[Activity] Every record must be copied exactly.

[Entries shown]
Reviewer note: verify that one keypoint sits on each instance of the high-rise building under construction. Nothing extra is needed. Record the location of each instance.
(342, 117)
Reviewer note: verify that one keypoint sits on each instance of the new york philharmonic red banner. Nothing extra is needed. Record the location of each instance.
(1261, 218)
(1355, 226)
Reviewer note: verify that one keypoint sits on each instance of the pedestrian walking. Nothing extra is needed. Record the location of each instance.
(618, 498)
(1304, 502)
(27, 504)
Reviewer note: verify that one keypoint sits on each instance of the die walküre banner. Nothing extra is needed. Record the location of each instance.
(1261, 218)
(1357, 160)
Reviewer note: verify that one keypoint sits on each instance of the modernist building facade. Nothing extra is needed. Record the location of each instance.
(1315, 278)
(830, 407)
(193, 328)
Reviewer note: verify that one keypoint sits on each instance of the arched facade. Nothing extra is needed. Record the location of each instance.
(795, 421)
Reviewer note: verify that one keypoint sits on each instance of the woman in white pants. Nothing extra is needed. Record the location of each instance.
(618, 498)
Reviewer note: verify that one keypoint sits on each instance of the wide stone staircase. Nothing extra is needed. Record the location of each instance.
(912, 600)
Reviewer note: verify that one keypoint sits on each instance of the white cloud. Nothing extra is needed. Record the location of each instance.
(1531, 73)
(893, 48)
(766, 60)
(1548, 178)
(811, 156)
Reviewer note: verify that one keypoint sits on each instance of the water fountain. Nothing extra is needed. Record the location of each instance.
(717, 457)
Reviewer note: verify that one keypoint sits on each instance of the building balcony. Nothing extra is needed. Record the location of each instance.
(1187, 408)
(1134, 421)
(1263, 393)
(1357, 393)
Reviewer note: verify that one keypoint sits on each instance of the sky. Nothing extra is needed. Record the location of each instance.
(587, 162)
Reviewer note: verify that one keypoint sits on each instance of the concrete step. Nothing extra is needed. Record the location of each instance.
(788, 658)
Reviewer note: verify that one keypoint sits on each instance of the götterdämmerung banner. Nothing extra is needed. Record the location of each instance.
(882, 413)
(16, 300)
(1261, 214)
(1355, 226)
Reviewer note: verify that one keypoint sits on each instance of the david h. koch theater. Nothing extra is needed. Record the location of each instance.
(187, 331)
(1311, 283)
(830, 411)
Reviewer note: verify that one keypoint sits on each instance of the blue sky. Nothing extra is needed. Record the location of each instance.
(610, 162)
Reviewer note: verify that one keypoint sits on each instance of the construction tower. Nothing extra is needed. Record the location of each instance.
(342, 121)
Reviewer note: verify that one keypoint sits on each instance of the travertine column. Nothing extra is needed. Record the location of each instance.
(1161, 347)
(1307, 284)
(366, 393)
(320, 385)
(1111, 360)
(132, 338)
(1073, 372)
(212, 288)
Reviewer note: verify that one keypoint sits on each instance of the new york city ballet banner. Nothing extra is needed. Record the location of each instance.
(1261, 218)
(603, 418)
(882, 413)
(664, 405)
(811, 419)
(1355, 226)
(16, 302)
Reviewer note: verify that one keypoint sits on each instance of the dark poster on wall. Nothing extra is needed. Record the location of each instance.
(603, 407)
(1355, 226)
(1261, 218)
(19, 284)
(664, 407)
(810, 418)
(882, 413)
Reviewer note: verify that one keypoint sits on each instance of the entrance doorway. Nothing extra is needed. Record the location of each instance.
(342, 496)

[Your solution]
Reviewer note: verify that one keypoint sits on each instance of the high-rise building under construction. Nothing extra is needed. Record the location of each instance.
(342, 117)
Reviewer note: verify that one keypoint sits on each instance of the new york philharmonic red banner. Nothing extra is needed. Record the location of each instance.
(1261, 218)
(1355, 226)
Reviewer note: verify that one keypoint sits on each instance of the pedestrian walking. Nothing extra is needed. Record the location of each instance.
(618, 498)
(1304, 502)
(27, 504)
Reviewer note: verify that one keypoint sits on each instance of the die walküre banner. Nothing extra is needed. Record the location of each instance.
(1261, 218)
(1357, 160)
Reviewer note: verify that one keypoint sits on each instance of the modernist building facade. Nothing extra is needed. Record the location of each instance.
(1315, 278)
(830, 407)
(193, 328)
Reviewer note: verify that one keypoint sits on each instance of the arched facade. Nothing extra is needed. Record the location of each instance.
(795, 421)
Reviewer note: verify that one keypoint sits on each instance of the woman in white pants. Nothing extra is needed. Record the location of each instance.
(618, 498)
Reviewer note: verify that one keypoint sits on each instance of the wide stone staircase. Nothing extra is needed. Record the location of each instance.
(912, 600)
Reviewer note: verify that one keypoint sits on each instance of the white cloud. Nothing extra is needed. Record the location of each instance.
(1531, 73)
(893, 48)
(766, 60)
(1548, 178)
(811, 156)
Reviewer note: verify that one keypoint sits on each instance of the water fountain. Nothing extra is needed. Record the location of each instance.
(717, 457)
Reviewer note: verify that one keypoint sits on each instance of the building balcony. Nothing extra is needed. Record the location of each instance.
(1187, 408)
(1134, 421)
(1263, 393)
(1357, 393)
Reviewer note: verify that one keypoint sits on each instance of the sky. Nothing extra is needed. Record the location of each instance.
(587, 162)
Reviewer note: verify that one keypoint sits on each instance of the concrete step. Nothing extra is needed. Record the location of each instance.
(788, 658)
Reviewer note: verify that one keypoint sits on each instance of the götterdämmerung banner. Nothing extra is needed. Record the location of each instance.
(882, 413)
(16, 300)
(1261, 214)
(1355, 226)
Reviewer note: verify that one keypoint sits on each instance of the david h. koch theater. Nothing extra is needed. Record the location of each instance.
(187, 331)
(1311, 283)
(830, 411)
Reviewer note: verify that one keypoint sits on each instance of the blue sky. Nothing extra is needed. Record the location of each instance.
(610, 162)
Reviewer note: verify that one keypoint sits on each instance of the construction tower. Nothing extra is needed. Record the location of each instance.
(342, 121)
Reviewer note: verify that one keypoint sits on each instance of the travertine column. Nothing extra is needed. Record the location of each instance.
(1161, 347)
(1307, 284)
(366, 393)
(320, 385)
(1111, 360)
(132, 338)
(1073, 372)
(212, 288)
Reviewer note: verify that one keypoint sits on each instance of the new york city ballet banner. Nothing extra is needed. Record the location of each instance.
(1261, 218)
(603, 418)
(882, 413)
(664, 405)
(811, 419)
(1355, 226)
(16, 302)
Reviewer note: verify that one keypoint sits on each instance of the dark poster on wall. Nothing extra is needed. Record the location of each instance.
(603, 407)
(1355, 226)
(1261, 218)
(19, 284)
(664, 407)
(810, 418)
(882, 413)
Reviewer note: verify that one keypoint sits on each instance of the entrance doorway. Nothing extra is needed. Record the location of each instance.
(342, 496)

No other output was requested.